Without any alteration, retype the records that appear below.

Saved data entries
Segment Open
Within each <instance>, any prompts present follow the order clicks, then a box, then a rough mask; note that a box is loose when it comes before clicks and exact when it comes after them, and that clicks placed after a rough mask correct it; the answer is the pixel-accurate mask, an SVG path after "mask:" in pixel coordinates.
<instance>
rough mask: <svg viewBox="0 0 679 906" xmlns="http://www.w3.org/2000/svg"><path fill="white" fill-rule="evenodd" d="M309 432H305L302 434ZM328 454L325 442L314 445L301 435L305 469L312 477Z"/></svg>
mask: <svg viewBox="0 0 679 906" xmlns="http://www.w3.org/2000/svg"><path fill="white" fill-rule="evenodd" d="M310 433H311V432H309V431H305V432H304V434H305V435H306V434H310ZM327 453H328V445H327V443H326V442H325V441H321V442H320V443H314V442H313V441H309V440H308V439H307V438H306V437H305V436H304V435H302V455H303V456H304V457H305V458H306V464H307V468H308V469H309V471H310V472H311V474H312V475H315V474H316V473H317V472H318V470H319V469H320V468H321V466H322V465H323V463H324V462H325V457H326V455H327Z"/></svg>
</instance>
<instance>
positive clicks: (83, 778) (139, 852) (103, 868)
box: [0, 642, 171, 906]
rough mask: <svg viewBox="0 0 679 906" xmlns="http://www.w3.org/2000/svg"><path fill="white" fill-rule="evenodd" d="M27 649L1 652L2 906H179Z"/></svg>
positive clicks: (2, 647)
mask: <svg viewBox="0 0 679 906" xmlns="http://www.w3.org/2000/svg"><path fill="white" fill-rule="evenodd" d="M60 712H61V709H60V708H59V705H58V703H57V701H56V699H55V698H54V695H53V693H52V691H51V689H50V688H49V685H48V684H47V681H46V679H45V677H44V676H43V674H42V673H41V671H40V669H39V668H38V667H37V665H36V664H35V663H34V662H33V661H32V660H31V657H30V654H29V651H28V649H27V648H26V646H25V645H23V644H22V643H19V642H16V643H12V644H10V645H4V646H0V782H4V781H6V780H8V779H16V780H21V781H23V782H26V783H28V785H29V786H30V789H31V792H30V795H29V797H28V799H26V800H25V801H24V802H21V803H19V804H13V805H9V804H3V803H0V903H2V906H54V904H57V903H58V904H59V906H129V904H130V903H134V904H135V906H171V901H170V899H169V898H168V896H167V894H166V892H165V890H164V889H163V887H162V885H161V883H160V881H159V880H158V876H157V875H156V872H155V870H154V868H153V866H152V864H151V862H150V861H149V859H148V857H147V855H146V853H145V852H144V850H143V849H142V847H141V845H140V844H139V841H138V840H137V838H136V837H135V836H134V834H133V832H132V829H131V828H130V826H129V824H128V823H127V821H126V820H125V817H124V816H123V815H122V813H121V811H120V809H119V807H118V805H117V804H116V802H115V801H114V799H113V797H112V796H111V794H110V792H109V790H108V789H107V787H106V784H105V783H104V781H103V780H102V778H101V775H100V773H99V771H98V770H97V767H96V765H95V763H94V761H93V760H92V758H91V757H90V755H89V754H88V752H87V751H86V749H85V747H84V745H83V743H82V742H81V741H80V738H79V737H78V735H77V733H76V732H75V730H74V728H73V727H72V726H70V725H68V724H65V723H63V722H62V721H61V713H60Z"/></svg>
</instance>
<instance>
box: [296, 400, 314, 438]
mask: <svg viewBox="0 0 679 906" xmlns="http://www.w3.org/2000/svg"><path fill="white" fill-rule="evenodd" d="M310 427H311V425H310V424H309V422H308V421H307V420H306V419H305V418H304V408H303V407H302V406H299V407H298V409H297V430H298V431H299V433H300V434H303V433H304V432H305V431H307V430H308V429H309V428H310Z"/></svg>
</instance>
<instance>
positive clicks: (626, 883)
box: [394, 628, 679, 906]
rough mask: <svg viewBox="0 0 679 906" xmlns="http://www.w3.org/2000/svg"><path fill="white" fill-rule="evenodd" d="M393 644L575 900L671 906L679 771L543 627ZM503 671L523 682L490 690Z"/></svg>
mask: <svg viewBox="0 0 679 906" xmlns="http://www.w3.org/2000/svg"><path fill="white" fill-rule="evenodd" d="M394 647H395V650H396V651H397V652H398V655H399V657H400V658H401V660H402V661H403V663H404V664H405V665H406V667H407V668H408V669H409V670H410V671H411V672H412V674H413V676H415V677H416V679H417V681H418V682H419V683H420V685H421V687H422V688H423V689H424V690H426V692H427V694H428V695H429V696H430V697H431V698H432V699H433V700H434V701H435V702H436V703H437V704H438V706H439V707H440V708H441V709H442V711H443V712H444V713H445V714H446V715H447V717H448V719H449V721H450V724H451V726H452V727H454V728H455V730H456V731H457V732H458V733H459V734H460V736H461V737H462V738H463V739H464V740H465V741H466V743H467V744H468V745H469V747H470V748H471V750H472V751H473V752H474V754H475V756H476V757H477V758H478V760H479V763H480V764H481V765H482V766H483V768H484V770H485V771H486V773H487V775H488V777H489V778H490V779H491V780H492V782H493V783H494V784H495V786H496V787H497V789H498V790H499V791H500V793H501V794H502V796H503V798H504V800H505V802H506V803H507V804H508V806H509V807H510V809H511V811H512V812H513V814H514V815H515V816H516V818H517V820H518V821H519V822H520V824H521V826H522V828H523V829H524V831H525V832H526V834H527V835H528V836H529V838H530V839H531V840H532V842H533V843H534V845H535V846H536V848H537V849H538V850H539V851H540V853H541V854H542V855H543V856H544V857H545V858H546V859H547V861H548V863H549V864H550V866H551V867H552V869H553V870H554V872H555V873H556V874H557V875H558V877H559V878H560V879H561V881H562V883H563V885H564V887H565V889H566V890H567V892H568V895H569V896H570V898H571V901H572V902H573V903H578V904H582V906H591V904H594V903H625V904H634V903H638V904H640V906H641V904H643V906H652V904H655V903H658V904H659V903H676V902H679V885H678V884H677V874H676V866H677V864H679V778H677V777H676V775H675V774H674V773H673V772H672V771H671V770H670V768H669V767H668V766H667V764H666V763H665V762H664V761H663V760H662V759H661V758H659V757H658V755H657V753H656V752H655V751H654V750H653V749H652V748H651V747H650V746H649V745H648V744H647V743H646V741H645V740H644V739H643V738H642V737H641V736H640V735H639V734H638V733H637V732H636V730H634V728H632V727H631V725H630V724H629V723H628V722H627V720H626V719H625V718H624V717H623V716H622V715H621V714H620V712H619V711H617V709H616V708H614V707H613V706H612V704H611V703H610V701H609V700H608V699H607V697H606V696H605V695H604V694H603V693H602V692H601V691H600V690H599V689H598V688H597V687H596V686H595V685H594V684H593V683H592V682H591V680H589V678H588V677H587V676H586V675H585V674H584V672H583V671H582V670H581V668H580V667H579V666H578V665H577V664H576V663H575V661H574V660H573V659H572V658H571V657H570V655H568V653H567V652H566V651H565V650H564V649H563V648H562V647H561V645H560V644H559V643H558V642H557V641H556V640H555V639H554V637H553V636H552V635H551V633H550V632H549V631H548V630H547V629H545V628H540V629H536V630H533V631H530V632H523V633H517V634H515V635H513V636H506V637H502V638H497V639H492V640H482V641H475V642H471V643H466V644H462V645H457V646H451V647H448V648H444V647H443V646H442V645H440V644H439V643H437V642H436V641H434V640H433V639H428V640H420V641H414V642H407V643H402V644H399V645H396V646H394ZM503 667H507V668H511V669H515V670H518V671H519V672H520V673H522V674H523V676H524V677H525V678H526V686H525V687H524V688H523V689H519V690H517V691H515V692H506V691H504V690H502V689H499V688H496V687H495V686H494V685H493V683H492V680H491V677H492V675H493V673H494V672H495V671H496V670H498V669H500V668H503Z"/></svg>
Segment Closed
▶ **RESPONSE FOR THIS EXERCISE**
Within each <instance>, any prompts present follow the order clicks, then a box, then a rough mask; note that a box is loose when it comes before clicks and exact when it comes after them, and that clicks placed after a rough mask correct it; the answer is the pixel-accurate mask, an SVG path after "mask:" in pixel coordinates.
<instance>
rough mask: <svg viewBox="0 0 679 906" xmlns="http://www.w3.org/2000/svg"><path fill="white" fill-rule="evenodd" d="M309 432H305L302 434ZM328 454L325 442L314 445L301 435L305 469L312 477Z"/></svg>
mask: <svg viewBox="0 0 679 906" xmlns="http://www.w3.org/2000/svg"><path fill="white" fill-rule="evenodd" d="M310 433H311V432H309V431H305V432H304V434H305V435H306V434H310ZM327 453H328V445H327V443H326V442H325V441H321V442H320V443H314V442H313V441H309V440H308V439H307V438H306V437H305V436H304V435H302V455H303V456H304V457H305V458H306V464H307V468H308V469H309V471H310V472H311V474H312V475H315V474H316V473H317V472H318V470H319V469H320V468H321V466H322V465H323V463H324V462H325V457H326V455H327Z"/></svg>
</instance>
<instance>
positive clicks: (83, 778) (139, 852) (103, 868)
box: [0, 642, 171, 906]
rough mask: <svg viewBox="0 0 679 906" xmlns="http://www.w3.org/2000/svg"><path fill="white" fill-rule="evenodd" d="M27 649L1 652L2 906H179Z"/></svg>
positive clicks: (2, 647)
mask: <svg viewBox="0 0 679 906" xmlns="http://www.w3.org/2000/svg"><path fill="white" fill-rule="evenodd" d="M60 712H61V709H60V708H59V705H58V703H57V701H56V699H55V698H54V695H53V693H52V691H51V689H50V688H49V685H48V684H47V681H46V679H45V677H44V676H43V674H42V673H41V671H40V669H39V668H38V667H37V665H36V664H35V663H34V662H33V661H32V660H31V657H30V654H29V651H28V649H27V648H26V646H25V645H23V644H22V643H19V642H16V643H12V644H10V645H4V646H0V782H4V781H6V780H8V779H16V780H21V781H23V782H26V783H28V785H29V786H30V789H31V792H30V795H29V797H28V799H26V800H25V801H24V802H21V803H19V804H13V805H9V804H3V803H0V903H2V906H54V904H57V903H58V904H59V906H129V904H130V903H134V904H135V906H171V901H170V899H169V898H168V896H167V894H166V892H165V890H164V889H163V887H162V885H161V883H160V881H159V880H158V876H157V875H156V872H155V870H154V868H153V866H152V864H151V862H150V861H149V859H148V857H147V855H146V853H145V852H144V850H143V849H142V847H141V845H140V844H139V841H138V840H137V838H136V837H135V836H134V834H133V832H132V829H131V828H130V826H129V824H128V823H127V821H126V820H125V817H124V816H123V815H122V813H121V811H120V809H119V807H118V805H117V804H116V802H115V801H114V799H113V797H112V796H111V794H110V792H109V790H108V789H107V787H106V784H105V783H104V781H103V780H102V778H101V775H100V773H99V771H98V770H97V767H96V765H95V763H94V761H93V760H92V758H91V757H90V755H89V754H88V752H87V751H86V749H85V747H84V745H83V743H82V742H81V741H80V738H79V737H78V735H77V733H76V732H75V730H74V728H73V727H72V726H70V725H68V724H65V723H63V722H62V721H61V713H60Z"/></svg>
</instance>
<instance>
box: [296, 400, 314, 438]
mask: <svg viewBox="0 0 679 906" xmlns="http://www.w3.org/2000/svg"><path fill="white" fill-rule="evenodd" d="M310 427H311V425H310V424H309V422H308V421H307V420H306V419H305V418H304V408H303V407H302V406H299V407H298V409H297V430H298V431H299V433H300V434H303V433H304V432H305V431H307V430H308V429H309V428H310Z"/></svg>
</instance>
<instance>
positive clicks: (626, 883)
box: [394, 628, 679, 906]
rough mask: <svg viewBox="0 0 679 906" xmlns="http://www.w3.org/2000/svg"><path fill="white" fill-rule="evenodd" d="M393 644L575 900L671 906L679 771L543 627ZM503 671L523 682L490 690Z"/></svg>
mask: <svg viewBox="0 0 679 906" xmlns="http://www.w3.org/2000/svg"><path fill="white" fill-rule="evenodd" d="M394 647H395V650H396V651H397V652H398V655H399V657H400V658H401V660H402V661H403V663H404V664H405V665H406V667H407V668H408V669H409V670H410V671H411V672H412V674H413V676H415V677H416V679H417V681H418V682H419V683H420V685H421V687H422V688H423V689H424V690H426V692H427V694H428V695H429V696H430V697H431V698H432V699H433V700H434V701H435V702H436V703H437V704H438V706H439V707H440V708H441V709H442V711H443V712H444V713H445V714H446V715H447V717H448V719H449V721H450V724H451V726H452V727H454V728H455V730H456V731H457V732H458V733H459V734H460V736H461V737H462V738H463V739H464V740H465V741H466V743H467V744H468V745H469V747H470V748H471V750H472V751H473V752H474V754H475V756H476V757H477V758H478V760H479V763H480V764H481V765H482V766H483V768H484V770H485V771H486V773H487V775H488V777H489V778H490V779H491V780H492V782H493V783H494V784H495V786H496V787H497V789H498V790H499V791H500V793H501V794H502V796H503V798H504V800H505V802H506V803H507V804H508V806H509V807H510V809H511V811H512V812H513V814H514V815H515V816H516V818H517V820H518V821H519V822H520V824H521V826H522V828H523V829H524V831H525V832H526V834H527V835H528V836H529V838H530V839H531V840H532V842H533V843H534V845H535V846H536V848H537V849H538V850H539V851H540V853H541V854H542V855H543V856H544V857H545V858H546V859H547V861H548V863H549V864H550V866H551V867H552V869H553V870H554V872H555V873H556V874H557V875H558V877H559V878H560V879H561V881H562V883H563V885H564V887H565V889H566V890H567V892H568V895H569V896H570V898H571V901H572V902H573V903H578V904H582V906H591V904H594V903H625V904H634V903H638V904H640V906H641V904H643V906H652V904H655V903H658V904H659V903H676V902H679V885H678V884H677V874H676V866H677V864H679V778H677V777H676V775H675V774H674V773H673V772H672V771H671V770H670V768H669V767H668V766H667V764H666V763H665V762H664V761H663V760H662V759H661V758H659V757H658V755H657V753H656V752H655V751H654V750H653V749H652V748H651V747H650V746H649V745H648V744H647V743H646V741H645V740H644V739H643V738H642V737H641V736H640V735H639V734H638V733H637V732H636V730H634V728H632V727H631V725H630V724H629V723H628V722H627V720H626V719H625V718H624V717H623V716H622V715H621V714H620V712H619V711H617V709H616V708H614V707H613V706H612V704H611V703H610V701H609V700H608V699H607V697H606V696H605V695H604V694H603V693H602V692H601V691H600V690H599V689H598V688H597V687H596V686H595V685H594V684H593V683H592V682H591V680H589V678H588V677H587V676H586V675H585V674H584V672H583V671H582V670H581V668H580V667H579V666H578V665H577V664H576V663H575V661H574V660H573V659H572V658H571V657H570V655H568V653H567V652H566V651H565V650H564V649H563V648H562V647H561V645H560V644H559V643H558V642H557V641H556V640H555V639H554V637H553V636H552V635H551V633H550V632H549V631H548V630H547V629H545V628H540V629H536V630H533V631H530V632H523V633H517V634H515V635H513V636H506V637H502V638H497V639H492V640H482V641H475V642H471V643H466V644H462V645H457V646H451V647H448V648H444V647H443V646H442V645H440V644H439V643H437V642H436V641H434V640H433V639H428V640H420V641H414V642H407V643H402V644H399V645H396V646H394ZM503 667H507V668H511V669H515V670H518V671H519V672H520V673H522V674H523V676H524V677H525V678H526V686H525V687H524V688H523V689H519V690H517V691H515V692H506V691H504V690H502V689H499V688H496V687H495V686H494V685H493V683H492V680H491V677H492V675H493V673H494V672H495V671H496V670H498V669H500V668H503Z"/></svg>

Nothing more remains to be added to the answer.